*REQUEST*.
Rename "overhead wire" to "power line" in the data, starting at the line containing "Each instance of the parked" and ending at the last line of the data. Write those lines out again with everything else left the same.

Items from a data source
** BEGIN **

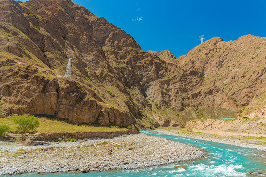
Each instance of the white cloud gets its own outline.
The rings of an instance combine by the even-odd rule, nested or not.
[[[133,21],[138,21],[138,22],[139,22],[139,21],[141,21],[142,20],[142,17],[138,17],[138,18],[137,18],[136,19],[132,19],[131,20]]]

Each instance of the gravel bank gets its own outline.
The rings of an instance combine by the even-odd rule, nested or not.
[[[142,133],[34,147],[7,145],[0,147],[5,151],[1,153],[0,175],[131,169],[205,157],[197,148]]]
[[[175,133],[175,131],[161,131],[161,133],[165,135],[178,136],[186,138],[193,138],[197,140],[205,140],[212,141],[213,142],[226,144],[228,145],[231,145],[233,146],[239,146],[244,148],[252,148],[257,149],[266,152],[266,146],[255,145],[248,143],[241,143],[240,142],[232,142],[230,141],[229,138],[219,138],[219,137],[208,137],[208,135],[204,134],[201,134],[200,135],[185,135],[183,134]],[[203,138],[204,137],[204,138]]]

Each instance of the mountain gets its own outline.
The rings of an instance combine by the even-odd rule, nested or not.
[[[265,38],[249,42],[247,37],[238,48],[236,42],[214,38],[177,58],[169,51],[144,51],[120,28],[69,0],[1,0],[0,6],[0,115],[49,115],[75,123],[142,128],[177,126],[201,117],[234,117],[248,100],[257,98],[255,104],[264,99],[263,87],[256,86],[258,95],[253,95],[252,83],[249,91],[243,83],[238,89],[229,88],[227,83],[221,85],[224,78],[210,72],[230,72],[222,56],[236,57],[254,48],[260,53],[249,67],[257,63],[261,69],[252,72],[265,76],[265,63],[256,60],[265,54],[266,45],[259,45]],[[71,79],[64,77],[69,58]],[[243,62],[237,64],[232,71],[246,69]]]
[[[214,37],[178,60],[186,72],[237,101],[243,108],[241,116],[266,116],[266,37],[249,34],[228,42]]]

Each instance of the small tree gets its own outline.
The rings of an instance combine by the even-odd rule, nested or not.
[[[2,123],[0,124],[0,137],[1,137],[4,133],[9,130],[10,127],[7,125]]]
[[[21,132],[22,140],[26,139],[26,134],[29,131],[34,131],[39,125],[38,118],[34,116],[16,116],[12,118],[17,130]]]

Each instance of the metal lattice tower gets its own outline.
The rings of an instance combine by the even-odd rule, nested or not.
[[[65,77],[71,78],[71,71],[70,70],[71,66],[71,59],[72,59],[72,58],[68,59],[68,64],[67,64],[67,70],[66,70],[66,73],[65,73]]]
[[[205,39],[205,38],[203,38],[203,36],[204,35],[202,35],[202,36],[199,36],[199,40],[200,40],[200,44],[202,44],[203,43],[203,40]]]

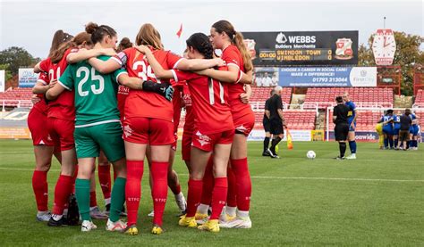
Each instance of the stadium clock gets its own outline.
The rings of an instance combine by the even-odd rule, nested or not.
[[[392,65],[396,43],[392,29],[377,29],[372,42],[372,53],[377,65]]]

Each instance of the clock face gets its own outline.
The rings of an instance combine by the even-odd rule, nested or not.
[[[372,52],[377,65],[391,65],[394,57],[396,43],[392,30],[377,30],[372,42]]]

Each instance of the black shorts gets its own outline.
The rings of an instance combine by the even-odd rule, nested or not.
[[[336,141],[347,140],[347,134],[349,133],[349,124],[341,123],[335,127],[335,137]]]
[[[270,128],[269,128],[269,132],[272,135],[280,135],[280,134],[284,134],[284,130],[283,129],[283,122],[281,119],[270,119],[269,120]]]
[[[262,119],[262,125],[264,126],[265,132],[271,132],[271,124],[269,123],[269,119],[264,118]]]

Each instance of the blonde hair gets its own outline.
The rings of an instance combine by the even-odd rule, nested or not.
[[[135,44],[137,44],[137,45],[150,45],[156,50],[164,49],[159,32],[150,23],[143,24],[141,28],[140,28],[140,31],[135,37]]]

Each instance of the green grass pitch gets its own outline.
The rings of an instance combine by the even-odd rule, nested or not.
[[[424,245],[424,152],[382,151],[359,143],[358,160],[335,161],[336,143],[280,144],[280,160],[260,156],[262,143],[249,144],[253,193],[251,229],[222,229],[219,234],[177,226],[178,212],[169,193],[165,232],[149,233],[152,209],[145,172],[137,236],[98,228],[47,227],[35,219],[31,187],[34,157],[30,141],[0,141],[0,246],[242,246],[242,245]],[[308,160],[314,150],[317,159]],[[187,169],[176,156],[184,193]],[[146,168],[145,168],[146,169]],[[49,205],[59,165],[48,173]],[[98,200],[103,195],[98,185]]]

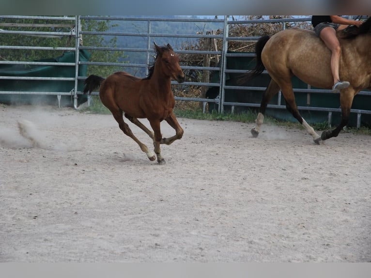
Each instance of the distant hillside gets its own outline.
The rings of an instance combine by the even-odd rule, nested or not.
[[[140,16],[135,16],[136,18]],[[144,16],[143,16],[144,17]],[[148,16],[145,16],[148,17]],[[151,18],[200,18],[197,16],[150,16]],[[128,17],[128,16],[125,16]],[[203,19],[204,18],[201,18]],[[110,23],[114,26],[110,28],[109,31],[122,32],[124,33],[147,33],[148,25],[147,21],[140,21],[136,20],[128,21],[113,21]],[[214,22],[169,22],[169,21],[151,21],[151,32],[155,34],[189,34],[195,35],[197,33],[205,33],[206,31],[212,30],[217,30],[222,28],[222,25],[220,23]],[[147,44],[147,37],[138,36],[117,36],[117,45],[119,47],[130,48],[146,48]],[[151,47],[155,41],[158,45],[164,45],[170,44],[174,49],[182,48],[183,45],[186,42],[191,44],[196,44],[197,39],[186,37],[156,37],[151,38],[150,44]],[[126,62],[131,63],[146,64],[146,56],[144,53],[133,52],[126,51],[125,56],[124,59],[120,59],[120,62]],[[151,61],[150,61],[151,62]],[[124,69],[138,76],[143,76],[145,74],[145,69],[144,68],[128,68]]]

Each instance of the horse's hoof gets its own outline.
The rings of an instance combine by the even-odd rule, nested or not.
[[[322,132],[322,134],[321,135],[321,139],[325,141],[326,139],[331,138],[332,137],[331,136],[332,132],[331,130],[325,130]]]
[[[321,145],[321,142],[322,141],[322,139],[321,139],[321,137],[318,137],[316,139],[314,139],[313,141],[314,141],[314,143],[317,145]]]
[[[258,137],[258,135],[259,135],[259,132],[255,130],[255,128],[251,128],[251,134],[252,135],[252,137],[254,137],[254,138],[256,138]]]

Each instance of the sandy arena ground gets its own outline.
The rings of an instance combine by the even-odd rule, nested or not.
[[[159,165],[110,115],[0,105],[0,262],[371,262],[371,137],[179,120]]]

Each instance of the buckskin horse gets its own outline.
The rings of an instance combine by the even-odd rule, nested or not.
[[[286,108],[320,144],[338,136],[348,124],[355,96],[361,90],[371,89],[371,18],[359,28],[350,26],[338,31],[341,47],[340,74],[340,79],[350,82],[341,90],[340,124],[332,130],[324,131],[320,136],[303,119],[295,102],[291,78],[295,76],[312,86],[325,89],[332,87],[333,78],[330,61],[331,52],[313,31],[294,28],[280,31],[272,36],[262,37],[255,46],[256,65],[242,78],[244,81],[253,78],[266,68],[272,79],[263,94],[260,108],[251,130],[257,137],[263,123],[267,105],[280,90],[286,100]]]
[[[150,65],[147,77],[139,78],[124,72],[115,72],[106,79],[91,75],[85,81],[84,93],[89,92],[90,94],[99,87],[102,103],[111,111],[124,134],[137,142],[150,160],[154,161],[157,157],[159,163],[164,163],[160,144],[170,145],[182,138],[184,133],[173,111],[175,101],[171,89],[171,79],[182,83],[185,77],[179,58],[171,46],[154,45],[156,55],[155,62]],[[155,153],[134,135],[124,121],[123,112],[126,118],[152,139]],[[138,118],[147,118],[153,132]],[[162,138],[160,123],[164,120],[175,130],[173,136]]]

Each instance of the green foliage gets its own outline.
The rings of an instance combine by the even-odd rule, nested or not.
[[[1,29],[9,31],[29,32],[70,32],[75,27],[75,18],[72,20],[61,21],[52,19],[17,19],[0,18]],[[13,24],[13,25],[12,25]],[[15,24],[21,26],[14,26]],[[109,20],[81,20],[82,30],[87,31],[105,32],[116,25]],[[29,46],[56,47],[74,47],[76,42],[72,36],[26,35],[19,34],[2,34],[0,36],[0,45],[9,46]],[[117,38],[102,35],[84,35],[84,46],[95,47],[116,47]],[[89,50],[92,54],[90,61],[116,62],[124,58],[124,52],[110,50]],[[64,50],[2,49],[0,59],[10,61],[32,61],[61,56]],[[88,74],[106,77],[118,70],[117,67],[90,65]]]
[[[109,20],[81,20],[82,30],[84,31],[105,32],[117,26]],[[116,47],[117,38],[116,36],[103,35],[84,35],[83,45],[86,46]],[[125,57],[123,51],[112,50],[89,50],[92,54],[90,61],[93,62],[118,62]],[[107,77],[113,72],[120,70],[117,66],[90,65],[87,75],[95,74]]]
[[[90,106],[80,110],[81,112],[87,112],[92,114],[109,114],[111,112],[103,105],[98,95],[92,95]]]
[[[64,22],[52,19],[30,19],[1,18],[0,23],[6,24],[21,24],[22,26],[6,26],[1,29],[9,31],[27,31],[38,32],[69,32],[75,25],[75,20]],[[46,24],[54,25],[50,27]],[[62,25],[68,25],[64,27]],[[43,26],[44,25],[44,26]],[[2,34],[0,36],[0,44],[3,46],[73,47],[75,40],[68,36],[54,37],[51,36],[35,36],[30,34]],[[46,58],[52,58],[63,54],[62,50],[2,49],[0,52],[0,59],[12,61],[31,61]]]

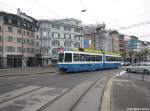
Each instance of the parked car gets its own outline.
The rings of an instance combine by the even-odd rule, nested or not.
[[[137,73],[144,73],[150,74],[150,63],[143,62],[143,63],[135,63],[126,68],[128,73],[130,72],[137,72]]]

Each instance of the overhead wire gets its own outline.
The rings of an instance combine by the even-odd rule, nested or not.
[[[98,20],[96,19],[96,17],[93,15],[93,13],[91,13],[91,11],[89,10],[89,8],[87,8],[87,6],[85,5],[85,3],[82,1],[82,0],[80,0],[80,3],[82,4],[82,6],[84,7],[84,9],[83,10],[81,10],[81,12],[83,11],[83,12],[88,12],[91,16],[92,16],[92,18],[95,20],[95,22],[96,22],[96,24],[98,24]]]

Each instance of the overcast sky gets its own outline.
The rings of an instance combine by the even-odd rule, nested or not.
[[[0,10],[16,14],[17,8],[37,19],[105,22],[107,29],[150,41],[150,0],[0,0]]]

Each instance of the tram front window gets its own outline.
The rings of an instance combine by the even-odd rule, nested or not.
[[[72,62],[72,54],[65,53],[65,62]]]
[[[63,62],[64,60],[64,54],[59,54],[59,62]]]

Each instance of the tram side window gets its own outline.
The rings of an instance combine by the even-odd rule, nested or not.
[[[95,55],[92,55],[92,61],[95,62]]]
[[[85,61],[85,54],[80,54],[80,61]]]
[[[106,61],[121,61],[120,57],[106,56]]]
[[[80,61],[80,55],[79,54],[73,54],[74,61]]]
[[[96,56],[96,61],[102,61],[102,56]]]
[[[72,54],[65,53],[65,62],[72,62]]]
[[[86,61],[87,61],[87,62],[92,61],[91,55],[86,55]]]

** END **

*ANSWER IN FULL*.
Each instance of the parked car gets its own outline.
The rings of an instance combine by the even-odd rule, nested or not.
[[[137,73],[144,73],[150,74],[150,63],[143,62],[143,63],[135,63],[126,68],[128,73],[130,72],[137,72]]]

Each instance of the power line gets its own outline.
The rings of an instance combine by the even-odd rule, nested or not.
[[[98,20],[96,19],[96,17],[93,15],[93,13],[91,13],[91,11],[89,10],[89,8],[87,8],[87,6],[85,5],[85,3],[82,1],[82,0],[80,0],[80,3],[82,4],[82,6],[84,7],[84,9],[83,10],[81,10],[81,12],[83,11],[83,12],[88,12],[91,16],[92,16],[92,18],[95,20],[95,22],[96,22],[96,24],[98,24]]]

Each instance of the overcast sky gets its own outline.
The rings of an instance combine by the even-odd rule, nested or not.
[[[0,10],[16,14],[17,8],[37,19],[105,22],[107,29],[150,41],[150,0],[0,0]]]

Each instance of the tram front window gets its own outline.
The rings of an instance combine by the even-odd rule, nested or not.
[[[72,62],[72,54],[65,53],[65,62]]]
[[[63,62],[64,60],[64,54],[59,54],[59,62]]]

Each instance of the tram side window gets its own outline.
The rings of an instance combine by the even-odd rule, nested or not.
[[[95,55],[92,55],[92,61],[95,62]]]
[[[85,61],[85,54],[80,54],[80,61]]]
[[[106,61],[121,61],[120,57],[106,56]]]
[[[80,61],[80,55],[79,54],[73,54],[74,61]]]
[[[96,56],[96,61],[102,61],[102,56]]]
[[[72,54],[65,53],[65,62],[72,62]]]
[[[86,61],[87,61],[87,62],[92,61],[91,55],[86,55]]]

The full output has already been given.